The cast of Ghosts Australia (from left): George Zhao as Joon,  Mandy McElhinney as Eileen, Brent Hill as Gideon, Ines English as Miranda, Jackson Tozer as Satan, Michelle Brasier as Lindy, and (front) Rowan Witt as Sean and Tamala as Kate.
The cast of Ghosts Australia (from left): George Zhao as Joon, Mandy McElhinney as Eileen, Brent Hill as Gideon, Ines English as Miranda, Jackson Tozer as Satan, Michelle Brasier as Lindy, and (front) Rowan Witt as Sean and Tamala as Kate.

If you are going to play dead, there are certain rules you must stick to. For one, you can walk through things, but you can’t bump into things. You can sit on chairs and walk up stairs, but you can’t fall through them. You also – mostly – can’t pick things up or move things.

* _Supplied information_

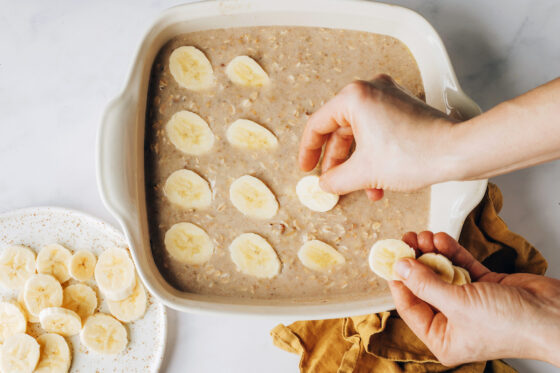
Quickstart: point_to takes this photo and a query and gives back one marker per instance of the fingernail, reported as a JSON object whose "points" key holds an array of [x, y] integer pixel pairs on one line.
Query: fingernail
{"points": [[402, 267]]}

* _Stated task_
In the Ghosts Australia text, which actor plays the character Satan?

* _Complete response_
Jackson Tozer